# Intel(R) Pentium(R) D CPU 2.80GHz



## garettrules

i have a Intel(R) Pentium(R) D CPU 2.80GHz and i use a program called easy tune5 PRO to over clock it came with mother board and i tried over clocking from 2.8 Ghz to 3 Ghz and once i did it froze froze for liek 10 secs then shut down then restarted and then everytime i logged back on it would retsrta so i stoped for like an hour now it works again and i only overclocked by 200Ghz and some people do liek 1.7 Ghz- 2.7Ghz no problem what should i do?


----------



## Underclocker

Do a CMOS reset:

1. Unplug the power cord, hit the power button a few times.
2. Open the case, find the CMOS reset pins, and short pins 2 and 3.
3. Replace it back to pins 1 and 2.
4. Plug power cord back in and boot.

If you're going to overclock I recommend you do it manually in the BIOS so that you know precisely where you went wrong. Third party OC software are typically buggy.

Not all systems are the same, yours might only be able to do an extra 200MHz. Assuming you have a decent power supply, relax the RAM timings and drop the FSB:RAM ratio for lower RAM frequency and see if the CPU can go higher.

The 1.7GHz to 2.7GHz OCs you're talking about are probably the Core 2 chips which are a completely different design and can OC much more than the Prescott Pentium D.


----------



## Fapguy

I'm going to overclock that CPU as well on a ASUS P5QL pro motherboard, just wondering, what fan is the best for cooling, nothing else? I just want low temps hehe.. and can you give me a guide on how to overclock? 4Ghz is my goal, 3.8 doesnt look as sweet as 4  

750watts corsair, no problems except i need other than stock cooler.. and i have a huge case so size is no problem either  well, nothing the size of a house of course.. thanks


----------

Data pulled from a collection:

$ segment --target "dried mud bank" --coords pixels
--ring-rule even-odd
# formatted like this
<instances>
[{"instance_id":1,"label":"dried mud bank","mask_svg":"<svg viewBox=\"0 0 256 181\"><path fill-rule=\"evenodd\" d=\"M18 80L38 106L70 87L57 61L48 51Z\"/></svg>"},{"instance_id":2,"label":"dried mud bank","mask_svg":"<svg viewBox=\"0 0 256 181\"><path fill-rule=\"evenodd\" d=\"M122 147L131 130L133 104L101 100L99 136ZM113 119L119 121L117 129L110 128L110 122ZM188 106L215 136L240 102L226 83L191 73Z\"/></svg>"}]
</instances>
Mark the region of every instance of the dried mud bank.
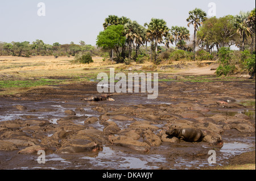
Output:
<instances>
[{"instance_id":1,"label":"dried mud bank","mask_svg":"<svg viewBox=\"0 0 256 181\"><path fill-rule=\"evenodd\" d=\"M114 93L115 101L81 100L97 94L93 82L1 96L0 167L200 169L255 151L254 82L159 82L156 99ZM166 134L188 128L203 138ZM210 150L216 164L208 162Z\"/></svg>"}]
</instances>

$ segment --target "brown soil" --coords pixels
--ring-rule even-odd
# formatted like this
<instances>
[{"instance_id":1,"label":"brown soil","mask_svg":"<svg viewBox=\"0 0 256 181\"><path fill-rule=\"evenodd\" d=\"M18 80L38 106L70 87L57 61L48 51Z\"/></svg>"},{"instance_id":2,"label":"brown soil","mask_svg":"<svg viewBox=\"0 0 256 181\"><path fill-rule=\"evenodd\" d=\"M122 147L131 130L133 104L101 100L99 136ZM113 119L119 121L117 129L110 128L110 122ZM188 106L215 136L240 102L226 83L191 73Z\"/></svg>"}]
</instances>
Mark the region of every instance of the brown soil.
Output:
<instances>
[{"instance_id":1,"label":"brown soil","mask_svg":"<svg viewBox=\"0 0 256 181\"><path fill-rule=\"evenodd\" d=\"M60 126L60 121L68 121L69 123L76 125L73 125L72 128L79 130L80 130L79 127L81 127L84 129L94 128L102 131L106 125L100 120L88 124L84 124L84 121L86 119L85 117L99 117L104 115L110 117L110 121L114 122L121 130L133 130L138 133L141 136L138 141L141 142L145 141L143 129L129 128L130 125L136 121L147 121L149 124L158 127L158 130L152 129L154 133L158 136L160 136L161 130L164 130L170 125L170 121L183 120L191 121L193 124L210 121L224 130L221 134L224 142L223 148L211 146L207 142L162 142L160 146L151 146L150 151L145 153L125 146L112 145L111 142L104 141L101 142L103 150L96 152L60 154L56 151L60 146L49 147L46 153L46 163L40 165L36 161L38 155L18 154L24 148L24 146L18 146L18 150L0 151L0 168L166 170L201 169L207 169L209 166L215 167L230 164L255 164L255 82L249 81L164 82L159 82L159 96L154 100L147 99L145 93L114 93L112 97L115 100L113 102L88 102L81 100L81 99L98 94L95 82L37 88L25 93L1 95L0 120L2 121L0 122L0 129L2 129L0 130L0 140L6 140L8 137L18 137L13 134L16 131L13 127L14 125L8 124L14 121L21 121L22 124L22 121L29 120L46 120L51 123L49 125L52 128L57 128ZM248 100L254 101L254 105L243 106L237 102ZM15 107L16 105L24 106L26 109L18 110ZM64 111L67 110L75 111L76 115L65 115ZM85 112L80 112L82 110ZM248 115L248 112L252 113L252 115ZM237 115L238 113L243 114ZM114 119L113 117L117 115L133 119L127 121ZM243 117L238 119L237 116ZM63 118L65 119L62 120ZM207 119L208 118L211 119L210 121ZM220 120L220 119L224 120ZM57 120L58 124L53 124L53 120ZM30 134L32 138L36 138L35 136L36 134L46 133L48 135L41 137L38 140L39 141L45 137L51 137L57 130L53 128L44 133L40 130L32 131L31 133L22 127L19 126L17 128L20 130L19 133L23 132ZM63 128L65 129L67 127ZM245 128L250 128L250 131ZM10 131L11 134L6 134L7 131ZM73 131L76 132L75 129ZM115 132L114 136L122 135L118 132L119 131L110 131ZM108 138L108 135L100 138ZM63 140L65 139L59 140L60 145ZM210 150L216 151L217 164L209 165L208 163ZM236 156L237 155L240 155Z\"/></svg>"}]
</instances>

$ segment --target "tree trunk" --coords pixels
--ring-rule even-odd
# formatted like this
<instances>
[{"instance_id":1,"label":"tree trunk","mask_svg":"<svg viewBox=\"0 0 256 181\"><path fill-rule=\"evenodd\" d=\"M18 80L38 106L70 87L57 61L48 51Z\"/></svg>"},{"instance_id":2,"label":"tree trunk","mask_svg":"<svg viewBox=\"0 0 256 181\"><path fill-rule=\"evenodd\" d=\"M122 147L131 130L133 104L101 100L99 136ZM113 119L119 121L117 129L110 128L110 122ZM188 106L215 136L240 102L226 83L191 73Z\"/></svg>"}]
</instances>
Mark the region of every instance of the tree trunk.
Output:
<instances>
[{"instance_id":1,"label":"tree trunk","mask_svg":"<svg viewBox=\"0 0 256 181\"><path fill-rule=\"evenodd\" d=\"M194 30L194 40L193 41L193 60L196 60L196 30Z\"/></svg>"},{"instance_id":2,"label":"tree trunk","mask_svg":"<svg viewBox=\"0 0 256 181\"><path fill-rule=\"evenodd\" d=\"M155 64L156 64L157 58L158 58L158 37L156 37L155 39Z\"/></svg>"},{"instance_id":3,"label":"tree trunk","mask_svg":"<svg viewBox=\"0 0 256 181\"><path fill-rule=\"evenodd\" d=\"M146 54L147 54L147 41L146 41Z\"/></svg>"},{"instance_id":4,"label":"tree trunk","mask_svg":"<svg viewBox=\"0 0 256 181\"><path fill-rule=\"evenodd\" d=\"M242 52L243 52L245 50L245 32L243 32L243 40L242 41Z\"/></svg>"}]
</instances>

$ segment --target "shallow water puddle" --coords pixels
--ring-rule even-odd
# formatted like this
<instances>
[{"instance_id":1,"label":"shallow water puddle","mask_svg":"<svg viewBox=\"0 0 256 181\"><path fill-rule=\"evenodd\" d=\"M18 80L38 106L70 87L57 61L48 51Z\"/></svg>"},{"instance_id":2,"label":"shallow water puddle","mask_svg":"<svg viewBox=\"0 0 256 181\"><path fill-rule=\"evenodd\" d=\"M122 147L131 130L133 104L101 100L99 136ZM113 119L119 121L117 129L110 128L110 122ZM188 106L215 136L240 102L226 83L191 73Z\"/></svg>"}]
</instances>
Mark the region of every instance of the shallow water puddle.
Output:
<instances>
[{"instance_id":1,"label":"shallow water puddle","mask_svg":"<svg viewBox=\"0 0 256 181\"><path fill-rule=\"evenodd\" d=\"M81 159L89 160L96 167L115 169L157 169L159 168L157 163L167 162L166 158L160 155L128 154L113 150L109 147L104 147L103 151L95 158L83 157Z\"/></svg>"}]
</instances>

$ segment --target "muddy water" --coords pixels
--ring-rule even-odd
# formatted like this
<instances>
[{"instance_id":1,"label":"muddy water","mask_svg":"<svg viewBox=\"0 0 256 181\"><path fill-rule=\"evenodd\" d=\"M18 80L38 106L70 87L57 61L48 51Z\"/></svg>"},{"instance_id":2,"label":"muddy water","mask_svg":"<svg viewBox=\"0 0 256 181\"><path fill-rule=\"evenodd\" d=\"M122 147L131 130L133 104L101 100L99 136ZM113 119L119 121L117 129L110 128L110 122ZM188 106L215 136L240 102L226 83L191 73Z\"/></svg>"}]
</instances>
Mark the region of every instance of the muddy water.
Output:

GOALS:
**a)** Sum up the overclocking thread in two sentences.
**b)** Revise the overclocking thread's stretch from "i have a Intel(R)" through "a few times.", putting "power cable" wherever "power cord" appears.

EXERCISE SOLUTIONS:
**a)** After an owner of an Intel Pentium D 2.80GHz used the motherboard's easy tune5 PRO program to overclock from 2.8 GHz to 3 GHz, the computer froze, shut down and kept restarting until it was left alone for about an hour. A reply recommends a CMOS reset, manual overclocking in the BIOS rather than third-party software, and relaxed RAM timings, and notes that the much larger overclocks others report are probably on Core 2 chips; another poster asks which fan cools best and how to reach 4GHz on the same CPU.

**b)**
i have a Intel(R) Pentium(R) D CPU 2.80GHz and i use a program called easy tune5 PRO to over clock it came with mother board and i tried over clocking from 2.8 Ghz to 3 Ghz and once i did it froze froze for liek 10 secs then shut down then restarted and then everytime i logged back on it would retsrta so i stoped for like an hour now it works again and i only overclocked by 200Ghz and some people do liek 1.7 Ghz- 2.7Ghz no problem what should i do?


----------



## Underclocker

Do a CMOS reset:

1. Unplug the power cable, hit the power button a few times.